Exercise directions: For every line in the material, set down an identical one.
[[ Supplied material open ]]
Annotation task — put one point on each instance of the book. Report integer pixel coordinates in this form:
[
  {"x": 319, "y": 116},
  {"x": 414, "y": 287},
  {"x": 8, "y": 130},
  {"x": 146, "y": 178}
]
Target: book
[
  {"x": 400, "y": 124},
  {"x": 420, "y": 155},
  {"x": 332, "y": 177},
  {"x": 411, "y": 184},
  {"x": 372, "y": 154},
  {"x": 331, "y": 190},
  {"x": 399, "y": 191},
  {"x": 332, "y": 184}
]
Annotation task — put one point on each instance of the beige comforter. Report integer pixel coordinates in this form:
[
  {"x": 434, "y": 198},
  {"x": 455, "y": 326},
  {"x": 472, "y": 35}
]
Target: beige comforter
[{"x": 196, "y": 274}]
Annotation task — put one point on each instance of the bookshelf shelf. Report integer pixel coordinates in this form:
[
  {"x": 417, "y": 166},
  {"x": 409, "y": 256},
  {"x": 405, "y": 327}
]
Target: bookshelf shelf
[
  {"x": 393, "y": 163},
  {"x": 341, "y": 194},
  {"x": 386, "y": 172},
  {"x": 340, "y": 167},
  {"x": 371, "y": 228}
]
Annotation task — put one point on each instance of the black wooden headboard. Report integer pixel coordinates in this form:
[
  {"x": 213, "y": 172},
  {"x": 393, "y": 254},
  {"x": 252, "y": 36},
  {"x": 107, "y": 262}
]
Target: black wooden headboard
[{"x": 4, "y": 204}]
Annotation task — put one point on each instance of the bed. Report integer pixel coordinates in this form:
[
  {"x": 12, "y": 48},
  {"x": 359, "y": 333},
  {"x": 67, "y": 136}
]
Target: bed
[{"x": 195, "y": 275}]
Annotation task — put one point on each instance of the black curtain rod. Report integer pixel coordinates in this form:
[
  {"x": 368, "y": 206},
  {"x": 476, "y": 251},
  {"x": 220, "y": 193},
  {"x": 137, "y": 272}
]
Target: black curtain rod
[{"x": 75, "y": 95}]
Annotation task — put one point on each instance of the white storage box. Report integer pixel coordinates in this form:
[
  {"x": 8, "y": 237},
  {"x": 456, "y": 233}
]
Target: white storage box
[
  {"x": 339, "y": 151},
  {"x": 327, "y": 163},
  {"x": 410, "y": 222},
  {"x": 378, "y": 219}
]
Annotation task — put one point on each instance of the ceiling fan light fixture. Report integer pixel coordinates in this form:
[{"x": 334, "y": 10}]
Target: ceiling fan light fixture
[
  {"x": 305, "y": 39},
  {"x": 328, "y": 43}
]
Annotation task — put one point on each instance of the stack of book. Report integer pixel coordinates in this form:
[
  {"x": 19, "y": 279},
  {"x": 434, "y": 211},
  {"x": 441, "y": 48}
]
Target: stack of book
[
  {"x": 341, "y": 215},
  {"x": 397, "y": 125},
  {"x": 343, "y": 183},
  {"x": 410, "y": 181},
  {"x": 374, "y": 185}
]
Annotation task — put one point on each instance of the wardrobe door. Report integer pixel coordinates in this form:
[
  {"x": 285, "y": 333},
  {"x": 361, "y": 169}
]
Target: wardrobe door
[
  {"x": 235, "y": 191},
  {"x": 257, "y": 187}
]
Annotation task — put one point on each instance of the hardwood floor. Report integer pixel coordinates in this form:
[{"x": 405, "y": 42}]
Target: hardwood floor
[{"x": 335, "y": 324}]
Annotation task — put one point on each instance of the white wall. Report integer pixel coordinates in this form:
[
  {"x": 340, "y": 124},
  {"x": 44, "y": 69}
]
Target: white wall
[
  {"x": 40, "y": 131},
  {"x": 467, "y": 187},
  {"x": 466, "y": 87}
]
[[ Supplied material closed ]]
Solved problem:
Annotation task — put one point on each instance of the book. Report integer pixel coordinates in this form:
[
  {"x": 319, "y": 116},
  {"x": 414, "y": 287},
  {"x": 8, "y": 130},
  {"x": 146, "y": 178}
]
Target: book
[
  {"x": 400, "y": 124},
  {"x": 420, "y": 155},
  {"x": 332, "y": 177},
  {"x": 411, "y": 184},
  {"x": 372, "y": 154},
  {"x": 331, "y": 190},
  {"x": 399, "y": 191},
  {"x": 332, "y": 184}
]
Annotation task — put one point on each instance of the beige comforter. Report integer pixel coordinates in this form:
[
  {"x": 434, "y": 198},
  {"x": 455, "y": 326},
  {"x": 472, "y": 35}
]
Target: beige comforter
[{"x": 196, "y": 274}]
Annotation task — put one point on each instance of the bookshelf shelf. Report integer pixel coordinates in this form:
[
  {"x": 417, "y": 166},
  {"x": 409, "y": 256},
  {"x": 405, "y": 327}
]
Target: bookshelf shelf
[
  {"x": 393, "y": 163},
  {"x": 341, "y": 194},
  {"x": 386, "y": 172},
  {"x": 340, "y": 167},
  {"x": 371, "y": 228}
]
Annotation task — put one point on each instance of the black wooden headboard. Report integer pixel coordinates in this form:
[
  {"x": 213, "y": 172},
  {"x": 393, "y": 254},
  {"x": 252, "y": 36},
  {"x": 107, "y": 262}
]
Target: black wooden headboard
[{"x": 4, "y": 204}]
Annotation task — put one point on each instance of the bed. Report integer pixel coordinates in this form:
[
  {"x": 12, "y": 48},
  {"x": 359, "y": 333},
  {"x": 67, "y": 136}
]
Target: bed
[{"x": 195, "y": 275}]
Annotation task — put one point on each instance of the black curtain rod. Report integer pixel coordinates in this form:
[
  {"x": 368, "y": 206},
  {"x": 476, "y": 251},
  {"x": 220, "y": 193},
  {"x": 137, "y": 272}
]
Target: black curtain rod
[{"x": 75, "y": 95}]
Annotation task — put one point on each instance of the white storage box. Report integer pixel coordinates in this form:
[
  {"x": 8, "y": 237},
  {"x": 456, "y": 233}
]
Target: white storage box
[
  {"x": 339, "y": 151},
  {"x": 327, "y": 163},
  {"x": 410, "y": 222},
  {"x": 378, "y": 219}
]
Annotation task — put one point on each instance of the ceiling fan light fixture. Report integer pixel coordinates in this form:
[{"x": 334, "y": 10}]
Target: ceiling fan light fixture
[
  {"x": 305, "y": 39},
  {"x": 328, "y": 43}
]
Annotation task — put one point on each instance of the stack of book. Report integer pixel coordinates in this form:
[
  {"x": 19, "y": 279},
  {"x": 434, "y": 211},
  {"x": 441, "y": 48}
]
Target: stack of book
[
  {"x": 341, "y": 215},
  {"x": 397, "y": 125},
  {"x": 343, "y": 183},
  {"x": 410, "y": 181},
  {"x": 374, "y": 185}
]
Annotation task — put one point on each instance of the wardrobe door. Report integer pixel coordinates in this form:
[
  {"x": 285, "y": 333},
  {"x": 361, "y": 169}
]
Target: wardrobe door
[
  {"x": 235, "y": 191},
  {"x": 257, "y": 187}
]
Annotation task — put one point on each instance of the hardwood floor. Report integer pixel coordinates in this form:
[{"x": 405, "y": 42}]
Target: hardwood floor
[{"x": 335, "y": 324}]
Annotation task — put one point on each instance of the white wall. Report integer pixel coordinates in this form:
[
  {"x": 340, "y": 124},
  {"x": 44, "y": 69}
]
Target: white wall
[
  {"x": 40, "y": 131},
  {"x": 467, "y": 187},
  {"x": 466, "y": 87}
]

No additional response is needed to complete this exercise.